> _ASSIGNMENT_
Nothing is needed except the lines below that run from the one with "120L110 117L92 165L137" through the one with "Mark the region of every instance of the fingers.", repeated exactly.

------------------------------------------------------------

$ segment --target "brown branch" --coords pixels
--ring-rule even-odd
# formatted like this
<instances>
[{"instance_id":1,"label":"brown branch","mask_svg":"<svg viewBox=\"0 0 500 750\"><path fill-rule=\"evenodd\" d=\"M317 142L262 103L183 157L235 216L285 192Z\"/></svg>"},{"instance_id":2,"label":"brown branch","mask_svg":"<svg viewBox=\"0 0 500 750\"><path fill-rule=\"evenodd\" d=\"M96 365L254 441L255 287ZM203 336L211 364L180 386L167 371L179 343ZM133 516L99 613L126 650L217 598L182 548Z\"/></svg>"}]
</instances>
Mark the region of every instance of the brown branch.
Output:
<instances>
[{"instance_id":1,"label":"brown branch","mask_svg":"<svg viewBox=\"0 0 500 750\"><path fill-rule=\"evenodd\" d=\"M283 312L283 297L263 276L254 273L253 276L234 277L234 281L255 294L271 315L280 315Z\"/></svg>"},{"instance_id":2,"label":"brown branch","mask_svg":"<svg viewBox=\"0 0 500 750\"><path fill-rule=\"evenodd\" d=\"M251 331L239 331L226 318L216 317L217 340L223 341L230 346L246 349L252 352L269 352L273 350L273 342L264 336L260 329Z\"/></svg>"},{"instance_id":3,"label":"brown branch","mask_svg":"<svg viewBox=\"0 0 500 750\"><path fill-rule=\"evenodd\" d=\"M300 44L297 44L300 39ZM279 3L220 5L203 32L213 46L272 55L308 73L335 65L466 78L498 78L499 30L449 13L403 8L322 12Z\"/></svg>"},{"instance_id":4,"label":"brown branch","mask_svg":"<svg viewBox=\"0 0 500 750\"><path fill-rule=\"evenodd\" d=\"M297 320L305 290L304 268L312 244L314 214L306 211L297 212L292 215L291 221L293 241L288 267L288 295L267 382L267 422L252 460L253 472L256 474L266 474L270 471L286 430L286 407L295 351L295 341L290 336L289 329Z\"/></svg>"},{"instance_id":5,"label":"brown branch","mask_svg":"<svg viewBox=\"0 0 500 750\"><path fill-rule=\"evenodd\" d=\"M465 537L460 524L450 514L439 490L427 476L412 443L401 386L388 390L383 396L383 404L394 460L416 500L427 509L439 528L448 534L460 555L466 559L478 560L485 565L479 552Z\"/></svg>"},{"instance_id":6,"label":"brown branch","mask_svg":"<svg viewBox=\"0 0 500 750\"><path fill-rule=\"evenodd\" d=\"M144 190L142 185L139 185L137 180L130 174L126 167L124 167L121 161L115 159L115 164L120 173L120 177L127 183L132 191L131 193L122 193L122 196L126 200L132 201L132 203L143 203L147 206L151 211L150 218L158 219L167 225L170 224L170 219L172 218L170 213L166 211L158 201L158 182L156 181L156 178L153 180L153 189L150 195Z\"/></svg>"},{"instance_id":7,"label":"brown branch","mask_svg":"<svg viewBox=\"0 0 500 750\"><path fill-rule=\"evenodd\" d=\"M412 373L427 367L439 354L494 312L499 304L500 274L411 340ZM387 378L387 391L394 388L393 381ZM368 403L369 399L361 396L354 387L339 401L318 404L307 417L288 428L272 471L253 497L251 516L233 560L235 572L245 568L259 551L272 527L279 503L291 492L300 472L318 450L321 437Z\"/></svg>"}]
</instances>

------------------------------------------------------------

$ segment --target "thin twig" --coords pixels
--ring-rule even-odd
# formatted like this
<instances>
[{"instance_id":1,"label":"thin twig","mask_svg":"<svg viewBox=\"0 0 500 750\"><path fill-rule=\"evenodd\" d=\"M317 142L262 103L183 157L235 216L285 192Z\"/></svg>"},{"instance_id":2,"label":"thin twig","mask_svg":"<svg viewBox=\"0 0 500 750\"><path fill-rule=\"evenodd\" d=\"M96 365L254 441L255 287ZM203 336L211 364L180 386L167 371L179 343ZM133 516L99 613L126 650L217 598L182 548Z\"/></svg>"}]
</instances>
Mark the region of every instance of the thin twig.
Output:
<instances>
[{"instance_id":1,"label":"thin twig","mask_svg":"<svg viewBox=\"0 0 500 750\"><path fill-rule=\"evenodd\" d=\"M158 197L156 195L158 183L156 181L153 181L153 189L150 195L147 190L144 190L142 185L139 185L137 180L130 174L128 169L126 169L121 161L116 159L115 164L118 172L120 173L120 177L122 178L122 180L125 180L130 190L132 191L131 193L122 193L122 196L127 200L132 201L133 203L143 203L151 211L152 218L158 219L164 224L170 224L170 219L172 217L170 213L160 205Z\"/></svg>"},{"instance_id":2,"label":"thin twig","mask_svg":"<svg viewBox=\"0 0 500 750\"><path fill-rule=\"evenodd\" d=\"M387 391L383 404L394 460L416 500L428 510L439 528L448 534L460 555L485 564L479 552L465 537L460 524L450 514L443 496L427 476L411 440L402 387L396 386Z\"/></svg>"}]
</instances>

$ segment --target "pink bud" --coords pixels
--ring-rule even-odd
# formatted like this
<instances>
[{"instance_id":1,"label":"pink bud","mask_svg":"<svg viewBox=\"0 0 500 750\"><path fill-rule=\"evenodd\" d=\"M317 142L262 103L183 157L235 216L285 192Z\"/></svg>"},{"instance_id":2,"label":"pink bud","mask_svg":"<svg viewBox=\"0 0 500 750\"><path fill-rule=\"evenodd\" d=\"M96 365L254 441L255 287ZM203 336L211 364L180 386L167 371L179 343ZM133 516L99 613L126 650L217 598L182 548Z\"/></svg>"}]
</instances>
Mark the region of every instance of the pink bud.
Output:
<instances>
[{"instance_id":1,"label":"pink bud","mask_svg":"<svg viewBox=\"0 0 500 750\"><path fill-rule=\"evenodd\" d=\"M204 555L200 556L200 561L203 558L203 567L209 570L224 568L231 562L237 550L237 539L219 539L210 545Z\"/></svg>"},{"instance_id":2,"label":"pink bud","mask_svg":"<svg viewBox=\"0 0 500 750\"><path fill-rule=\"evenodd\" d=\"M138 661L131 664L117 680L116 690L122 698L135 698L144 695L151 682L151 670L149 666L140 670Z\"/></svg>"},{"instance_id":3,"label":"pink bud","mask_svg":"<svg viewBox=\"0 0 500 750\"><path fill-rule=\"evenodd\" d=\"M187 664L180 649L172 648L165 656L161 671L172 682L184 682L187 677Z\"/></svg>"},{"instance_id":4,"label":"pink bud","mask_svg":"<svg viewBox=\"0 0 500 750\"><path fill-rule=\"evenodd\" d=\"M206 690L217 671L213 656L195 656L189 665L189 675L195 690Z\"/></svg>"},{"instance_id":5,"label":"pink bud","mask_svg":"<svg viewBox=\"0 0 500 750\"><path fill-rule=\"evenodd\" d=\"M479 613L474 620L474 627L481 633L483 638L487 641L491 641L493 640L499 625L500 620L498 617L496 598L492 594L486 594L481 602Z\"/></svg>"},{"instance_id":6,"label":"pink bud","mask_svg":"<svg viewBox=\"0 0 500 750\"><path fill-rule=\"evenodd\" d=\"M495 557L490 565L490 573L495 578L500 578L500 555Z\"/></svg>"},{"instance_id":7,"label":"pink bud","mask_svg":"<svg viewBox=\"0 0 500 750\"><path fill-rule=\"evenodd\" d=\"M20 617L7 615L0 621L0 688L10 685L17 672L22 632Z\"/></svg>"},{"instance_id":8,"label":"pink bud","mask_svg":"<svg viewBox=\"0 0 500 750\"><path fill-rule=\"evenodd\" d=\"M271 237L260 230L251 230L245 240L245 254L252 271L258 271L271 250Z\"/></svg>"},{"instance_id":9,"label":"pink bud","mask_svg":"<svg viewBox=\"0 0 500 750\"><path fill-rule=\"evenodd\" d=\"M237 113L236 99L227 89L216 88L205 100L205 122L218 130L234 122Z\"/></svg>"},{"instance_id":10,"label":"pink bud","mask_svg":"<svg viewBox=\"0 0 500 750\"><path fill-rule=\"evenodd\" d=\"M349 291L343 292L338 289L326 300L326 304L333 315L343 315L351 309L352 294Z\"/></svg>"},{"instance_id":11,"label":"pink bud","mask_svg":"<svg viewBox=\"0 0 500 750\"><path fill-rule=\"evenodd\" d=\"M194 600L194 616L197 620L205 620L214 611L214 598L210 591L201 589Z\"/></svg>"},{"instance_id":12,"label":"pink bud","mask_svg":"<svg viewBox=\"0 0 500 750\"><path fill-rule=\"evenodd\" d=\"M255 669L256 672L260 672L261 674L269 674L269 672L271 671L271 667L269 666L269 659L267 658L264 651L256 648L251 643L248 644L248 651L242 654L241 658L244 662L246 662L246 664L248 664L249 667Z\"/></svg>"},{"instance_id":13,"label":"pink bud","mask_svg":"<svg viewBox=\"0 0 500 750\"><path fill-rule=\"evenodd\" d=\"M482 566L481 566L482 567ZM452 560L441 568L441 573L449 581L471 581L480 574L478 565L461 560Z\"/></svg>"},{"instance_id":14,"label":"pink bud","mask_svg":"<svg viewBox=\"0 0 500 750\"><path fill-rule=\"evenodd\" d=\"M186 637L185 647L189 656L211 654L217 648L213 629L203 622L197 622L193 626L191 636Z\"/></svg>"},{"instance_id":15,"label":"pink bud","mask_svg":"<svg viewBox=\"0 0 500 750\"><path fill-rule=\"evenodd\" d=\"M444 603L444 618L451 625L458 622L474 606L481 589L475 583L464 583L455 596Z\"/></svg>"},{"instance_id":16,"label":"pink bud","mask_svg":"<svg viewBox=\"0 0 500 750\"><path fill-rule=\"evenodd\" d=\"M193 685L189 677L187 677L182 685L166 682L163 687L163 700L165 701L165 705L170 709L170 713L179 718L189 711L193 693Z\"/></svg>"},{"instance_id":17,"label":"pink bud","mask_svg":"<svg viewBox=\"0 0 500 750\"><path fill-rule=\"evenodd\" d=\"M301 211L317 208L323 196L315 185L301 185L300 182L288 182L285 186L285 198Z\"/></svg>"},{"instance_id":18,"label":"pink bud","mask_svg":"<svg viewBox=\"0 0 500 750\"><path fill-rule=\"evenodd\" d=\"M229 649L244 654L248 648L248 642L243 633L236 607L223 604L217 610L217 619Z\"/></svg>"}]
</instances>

------------------------------------------------------------

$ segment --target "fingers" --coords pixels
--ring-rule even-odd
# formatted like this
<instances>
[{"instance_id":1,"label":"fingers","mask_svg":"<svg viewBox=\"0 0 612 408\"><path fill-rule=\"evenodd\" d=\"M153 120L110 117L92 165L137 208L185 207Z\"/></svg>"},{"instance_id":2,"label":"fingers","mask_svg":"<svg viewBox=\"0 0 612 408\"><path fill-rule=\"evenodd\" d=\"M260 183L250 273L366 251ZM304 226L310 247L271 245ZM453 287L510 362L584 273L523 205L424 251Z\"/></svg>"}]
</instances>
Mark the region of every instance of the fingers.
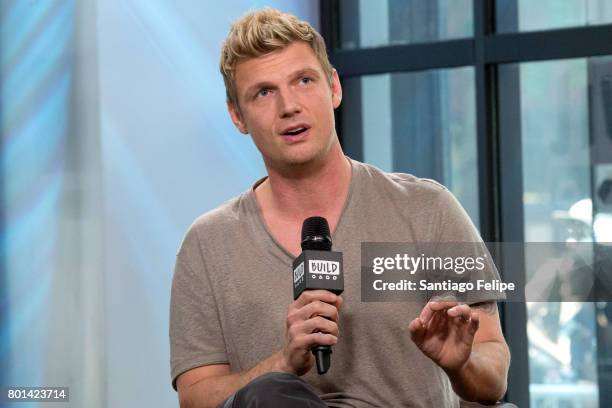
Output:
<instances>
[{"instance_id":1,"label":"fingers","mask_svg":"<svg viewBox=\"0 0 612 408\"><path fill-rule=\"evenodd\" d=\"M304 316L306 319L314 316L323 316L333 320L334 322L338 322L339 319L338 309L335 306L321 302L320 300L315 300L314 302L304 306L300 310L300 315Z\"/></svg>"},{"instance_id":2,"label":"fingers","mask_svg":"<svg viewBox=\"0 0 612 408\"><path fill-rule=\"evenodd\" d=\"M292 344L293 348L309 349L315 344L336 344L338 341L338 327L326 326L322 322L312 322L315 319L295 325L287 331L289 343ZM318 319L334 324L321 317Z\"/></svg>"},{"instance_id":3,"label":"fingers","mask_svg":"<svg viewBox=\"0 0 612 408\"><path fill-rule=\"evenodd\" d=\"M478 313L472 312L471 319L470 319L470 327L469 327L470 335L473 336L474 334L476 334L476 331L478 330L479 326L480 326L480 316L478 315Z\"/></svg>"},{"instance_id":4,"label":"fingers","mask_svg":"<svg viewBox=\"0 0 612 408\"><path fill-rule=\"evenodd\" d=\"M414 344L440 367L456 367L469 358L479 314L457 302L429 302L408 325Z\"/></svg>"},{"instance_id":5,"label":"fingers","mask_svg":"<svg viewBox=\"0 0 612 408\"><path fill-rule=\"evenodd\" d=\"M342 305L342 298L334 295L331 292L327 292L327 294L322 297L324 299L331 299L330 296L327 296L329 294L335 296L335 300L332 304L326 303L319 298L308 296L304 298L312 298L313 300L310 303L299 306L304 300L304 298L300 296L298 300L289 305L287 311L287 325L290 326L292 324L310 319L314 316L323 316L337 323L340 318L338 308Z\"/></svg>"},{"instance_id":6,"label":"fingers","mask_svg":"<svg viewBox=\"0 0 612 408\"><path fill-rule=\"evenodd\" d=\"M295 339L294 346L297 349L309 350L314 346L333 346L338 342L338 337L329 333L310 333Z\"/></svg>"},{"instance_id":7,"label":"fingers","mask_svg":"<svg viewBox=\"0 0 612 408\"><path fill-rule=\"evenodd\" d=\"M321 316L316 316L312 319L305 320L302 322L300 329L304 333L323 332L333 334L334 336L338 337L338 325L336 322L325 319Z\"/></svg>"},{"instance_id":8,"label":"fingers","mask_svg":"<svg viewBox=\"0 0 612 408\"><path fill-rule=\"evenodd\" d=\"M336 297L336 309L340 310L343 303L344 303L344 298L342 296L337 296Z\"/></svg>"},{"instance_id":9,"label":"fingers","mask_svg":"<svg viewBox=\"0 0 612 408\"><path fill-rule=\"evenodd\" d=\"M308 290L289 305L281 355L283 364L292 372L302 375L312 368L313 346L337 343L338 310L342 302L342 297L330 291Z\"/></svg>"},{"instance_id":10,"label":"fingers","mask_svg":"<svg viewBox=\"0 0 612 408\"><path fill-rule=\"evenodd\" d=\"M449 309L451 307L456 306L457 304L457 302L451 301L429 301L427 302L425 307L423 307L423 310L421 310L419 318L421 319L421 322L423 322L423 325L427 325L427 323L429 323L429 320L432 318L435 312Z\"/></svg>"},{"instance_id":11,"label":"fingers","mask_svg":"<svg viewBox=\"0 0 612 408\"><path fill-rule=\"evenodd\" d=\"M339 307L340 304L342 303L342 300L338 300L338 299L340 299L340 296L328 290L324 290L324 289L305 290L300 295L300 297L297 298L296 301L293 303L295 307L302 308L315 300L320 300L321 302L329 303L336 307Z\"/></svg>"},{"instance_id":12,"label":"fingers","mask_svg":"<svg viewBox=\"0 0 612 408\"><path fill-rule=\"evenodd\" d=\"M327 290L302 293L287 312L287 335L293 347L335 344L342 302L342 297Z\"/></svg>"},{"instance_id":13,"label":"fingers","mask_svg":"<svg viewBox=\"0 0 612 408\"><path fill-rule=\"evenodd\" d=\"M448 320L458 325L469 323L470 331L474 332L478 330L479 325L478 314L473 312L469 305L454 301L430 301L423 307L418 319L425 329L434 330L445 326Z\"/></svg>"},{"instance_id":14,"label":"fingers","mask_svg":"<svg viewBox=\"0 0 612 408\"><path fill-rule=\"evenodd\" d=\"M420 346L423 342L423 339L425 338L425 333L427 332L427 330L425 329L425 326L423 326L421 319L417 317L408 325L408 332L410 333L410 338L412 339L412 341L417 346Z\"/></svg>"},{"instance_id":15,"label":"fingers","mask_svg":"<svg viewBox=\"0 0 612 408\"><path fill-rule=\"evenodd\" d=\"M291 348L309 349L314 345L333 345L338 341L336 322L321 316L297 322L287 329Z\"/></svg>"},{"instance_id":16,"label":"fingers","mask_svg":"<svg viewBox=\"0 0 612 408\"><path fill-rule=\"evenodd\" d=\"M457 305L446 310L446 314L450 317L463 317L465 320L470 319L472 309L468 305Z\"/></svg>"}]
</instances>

------------------------------------------------------------

> _ANSWER FOR THE TASK_
[{"instance_id":1,"label":"fingers","mask_svg":"<svg viewBox=\"0 0 612 408\"><path fill-rule=\"evenodd\" d=\"M153 120L110 117L92 165L137 208L185 207Z\"/></svg>"},{"instance_id":2,"label":"fingers","mask_svg":"<svg viewBox=\"0 0 612 408\"><path fill-rule=\"evenodd\" d=\"M260 183L250 273L366 251ZM304 226L310 247L271 245ZM453 287L510 362L584 273L523 205L424 251Z\"/></svg>"}]
</instances>
Mark the region of every instance of the fingers.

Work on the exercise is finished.